Spatial annotation rows
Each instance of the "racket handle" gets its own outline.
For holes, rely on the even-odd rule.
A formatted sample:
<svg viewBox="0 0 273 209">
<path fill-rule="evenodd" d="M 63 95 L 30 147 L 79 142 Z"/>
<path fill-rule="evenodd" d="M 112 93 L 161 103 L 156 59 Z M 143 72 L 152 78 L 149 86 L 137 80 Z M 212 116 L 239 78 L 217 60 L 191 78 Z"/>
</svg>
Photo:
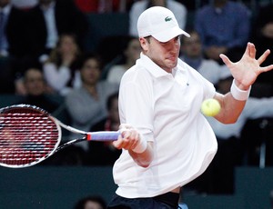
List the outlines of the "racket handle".
<svg viewBox="0 0 273 209">
<path fill-rule="evenodd" d="M 116 141 L 120 135 L 120 132 L 103 131 L 103 132 L 89 132 L 86 134 L 87 140 L 92 141 Z"/>
</svg>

**Exercise prompt:** Copy all the rows above again, swapping "racket handle" for "bat handle" wherever it appears and changing nothing else. Leave the pictures out of your copy.

**Answer for the task:**
Each instance of the "bat handle" gets its own outline.
For holes, rely on the even-odd rule.
A formatted sample:
<svg viewBox="0 0 273 209">
<path fill-rule="evenodd" d="M 63 95 L 30 147 L 79 142 Z"/>
<path fill-rule="evenodd" d="M 112 93 L 161 103 L 156 59 Z M 143 72 L 152 78 L 149 86 L 137 80 Z M 212 116 L 239 78 L 217 60 L 191 78 Z"/>
</svg>
Photo:
List the outlines of the "bat handle".
<svg viewBox="0 0 273 209">
<path fill-rule="evenodd" d="M 116 141 L 120 135 L 120 132 L 103 131 L 103 132 L 89 132 L 86 134 L 87 140 L 92 141 Z"/>
</svg>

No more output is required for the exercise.